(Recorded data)

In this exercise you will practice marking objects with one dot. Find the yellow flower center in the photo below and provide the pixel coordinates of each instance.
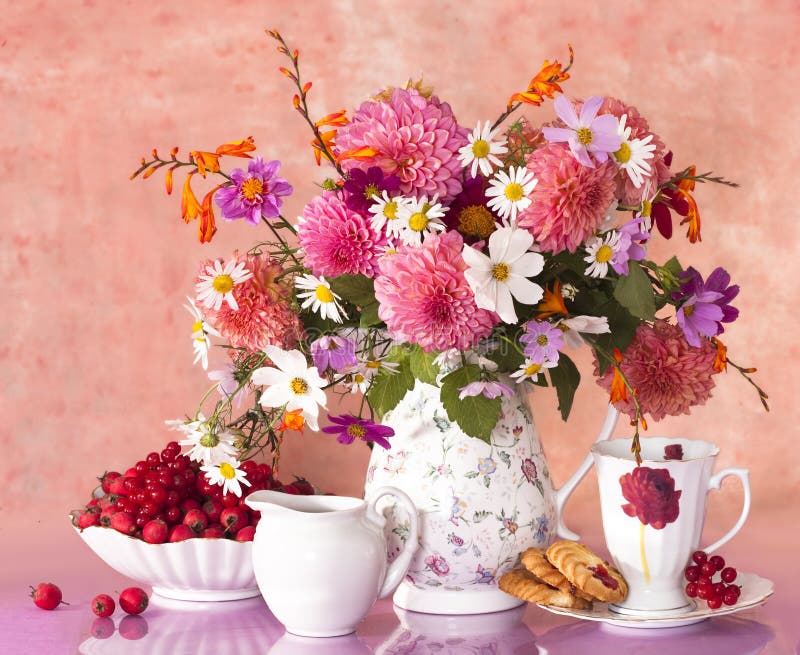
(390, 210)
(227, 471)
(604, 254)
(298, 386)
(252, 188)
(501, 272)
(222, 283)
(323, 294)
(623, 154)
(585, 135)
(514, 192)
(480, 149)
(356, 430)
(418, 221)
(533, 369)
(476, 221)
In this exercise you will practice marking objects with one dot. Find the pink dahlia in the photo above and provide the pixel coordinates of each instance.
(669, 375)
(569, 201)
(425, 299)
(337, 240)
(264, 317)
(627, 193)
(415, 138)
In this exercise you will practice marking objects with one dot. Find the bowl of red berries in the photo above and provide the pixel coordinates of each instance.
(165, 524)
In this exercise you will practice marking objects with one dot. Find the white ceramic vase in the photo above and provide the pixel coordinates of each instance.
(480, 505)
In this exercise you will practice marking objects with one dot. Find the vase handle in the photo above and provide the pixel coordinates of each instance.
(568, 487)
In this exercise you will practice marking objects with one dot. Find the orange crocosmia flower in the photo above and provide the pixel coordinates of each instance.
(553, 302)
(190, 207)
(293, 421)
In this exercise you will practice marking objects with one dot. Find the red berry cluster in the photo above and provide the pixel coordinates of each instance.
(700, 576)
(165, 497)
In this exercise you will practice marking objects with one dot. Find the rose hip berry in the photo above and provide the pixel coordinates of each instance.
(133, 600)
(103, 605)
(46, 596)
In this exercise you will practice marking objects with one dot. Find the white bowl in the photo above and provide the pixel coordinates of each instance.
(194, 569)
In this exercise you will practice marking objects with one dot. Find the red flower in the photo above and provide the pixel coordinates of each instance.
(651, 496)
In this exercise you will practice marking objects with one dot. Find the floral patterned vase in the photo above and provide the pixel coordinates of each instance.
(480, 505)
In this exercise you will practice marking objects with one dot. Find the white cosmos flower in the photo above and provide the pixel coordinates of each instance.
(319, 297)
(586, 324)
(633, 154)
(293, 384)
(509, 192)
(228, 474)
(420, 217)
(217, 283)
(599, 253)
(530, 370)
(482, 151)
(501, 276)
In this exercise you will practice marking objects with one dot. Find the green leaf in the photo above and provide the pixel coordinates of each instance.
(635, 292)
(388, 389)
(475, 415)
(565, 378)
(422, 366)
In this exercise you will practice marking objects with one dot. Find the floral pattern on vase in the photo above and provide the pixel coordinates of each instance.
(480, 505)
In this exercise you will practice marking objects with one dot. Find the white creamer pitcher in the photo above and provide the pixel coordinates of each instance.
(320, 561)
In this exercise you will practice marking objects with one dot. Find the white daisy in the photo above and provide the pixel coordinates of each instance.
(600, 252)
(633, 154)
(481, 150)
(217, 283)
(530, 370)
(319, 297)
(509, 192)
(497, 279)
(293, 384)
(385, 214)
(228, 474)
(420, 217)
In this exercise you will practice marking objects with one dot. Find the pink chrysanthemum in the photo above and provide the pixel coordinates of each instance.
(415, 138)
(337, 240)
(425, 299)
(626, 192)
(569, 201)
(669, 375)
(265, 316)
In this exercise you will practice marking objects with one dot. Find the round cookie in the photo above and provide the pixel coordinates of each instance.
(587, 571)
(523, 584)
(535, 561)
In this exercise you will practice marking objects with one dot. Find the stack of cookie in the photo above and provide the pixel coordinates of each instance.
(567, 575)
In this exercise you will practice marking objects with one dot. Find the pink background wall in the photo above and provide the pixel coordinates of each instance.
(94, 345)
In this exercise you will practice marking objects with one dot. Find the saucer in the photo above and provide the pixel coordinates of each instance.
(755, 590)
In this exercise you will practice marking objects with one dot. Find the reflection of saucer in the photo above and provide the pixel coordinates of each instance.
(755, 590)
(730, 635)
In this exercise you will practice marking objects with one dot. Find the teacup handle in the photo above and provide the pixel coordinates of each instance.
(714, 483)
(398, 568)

### Activity
With images excluded, write the records above out again exactly.

### Answer to the problem
In this exercise you will practice marking objects with one dot. Find the yellow flower center in the photo below and provide the pixel coordinates of each instance.
(390, 210)
(227, 471)
(604, 254)
(298, 386)
(252, 188)
(501, 272)
(222, 283)
(323, 294)
(623, 154)
(585, 135)
(514, 192)
(480, 149)
(356, 430)
(418, 221)
(533, 369)
(476, 221)
In this exercise you will practice marking objects with one dot. Find the pink dahlia in the photo above and provide the pixel coordinates of each instance.
(669, 375)
(569, 201)
(425, 299)
(337, 240)
(264, 317)
(627, 193)
(415, 138)
In this exercise you will practice marking objects with one dot. Find the bowl of red berries in the photo above and provide the pixel coordinates of each instance.
(165, 524)
In this exercise you will practice marking objects with one dot. Find the white ceramic vase in the photo above and provide the pixel coordinates of each instance.
(480, 505)
In this exercise you will practice marking objects with one dot. Find the vase handle in the photo above and provide the pixel coordinates of each instance.
(568, 487)
In this exercise you will practice marking objects with one dot. Find the orange crocosmia flower in the photo above and provide the pixel coordinates of each instance.
(553, 302)
(190, 207)
(293, 421)
In this exercise you will practice marking objects with one dot. Find the red berry cluster in the photo above and provide the pixel coordinates of each instance.
(700, 576)
(165, 497)
In this exercise you will practice marking objects with one dot. Find the rose hip berry in the photo above and provide the pixel coordinates of each instance.
(133, 600)
(103, 605)
(46, 596)
In this exercise you will practice marking objects with one dot. Find the white bowl in the photo above and provide the pixel coordinates of each instance.
(194, 569)
In this exercise you will practice marking objects with one dot. Find the red flower in the photo above and provide the pixel coordinates of each instance.
(651, 496)
In this exercise you will practice marking objects with one dot. Find the floral patterned vase in the photo above and provide the pixel coordinates of each instance.
(480, 505)
In this exercise you will practice marking objects with one dot. Find the white cosmos flower in the photo above and provide the pixel coordinates of each instance.
(319, 297)
(586, 324)
(633, 154)
(293, 384)
(509, 192)
(228, 474)
(420, 217)
(217, 283)
(599, 253)
(530, 370)
(482, 151)
(501, 276)
In this exercise you will practice marking objects with one dot. Find the green leaf in the photo above and provide the pixel coordinates of each instance.
(635, 292)
(388, 389)
(475, 415)
(565, 378)
(422, 366)
In this exercise you will practice marking objects with one dot. Find the floral pattern on vase in the photo above and provide the pixel coordinates of each instance.
(480, 505)
In this exercise you will practice marking objects with one dot. Find the white creamer pitcher in the photo above and provide the pixel coordinates of each instance.
(320, 561)
In this exercise you will practice marking objects with one dot. Find the white daisy in the photo above and provide the pixel coordinates of each instance.
(600, 252)
(633, 154)
(481, 150)
(217, 283)
(530, 370)
(319, 297)
(509, 192)
(497, 279)
(293, 384)
(385, 214)
(228, 474)
(420, 217)
In this exercise you will practice marking objects with one dot. Find the pink chrysanthemum in the photo above and provide the pixel coordinates of each instance.
(415, 138)
(337, 240)
(425, 299)
(626, 192)
(569, 201)
(669, 375)
(265, 316)
In this exercise you will practice marking objects with one dot. Find the round cookie in the photo above and provide the pixel coordinates of each instance.
(587, 571)
(523, 584)
(535, 561)
In this exercise you will practice marking objects with one dot. Find the stack of cookie in the photo above and provide the pixel coordinates of each instance.
(567, 575)
In this exercise you will practice marking objects with one dot. Find the pink background wall in the photo above and provide the pixel coordinates of each instance.
(94, 345)
In this exercise you will practice marking objects with one dot. Find the saucer in the photo above and provide the pixel coordinates of each instance.
(755, 590)
In this exercise you will practice marking objects with one dot. Find the reflection of saucer in the photo above and provide the pixel coordinates of each instance.
(755, 590)
(730, 635)
In this exercise you will practice marking objects with one dot. Find the teacup handle in the photo above and provide the pixel coordinates of each instance.
(714, 483)
(398, 568)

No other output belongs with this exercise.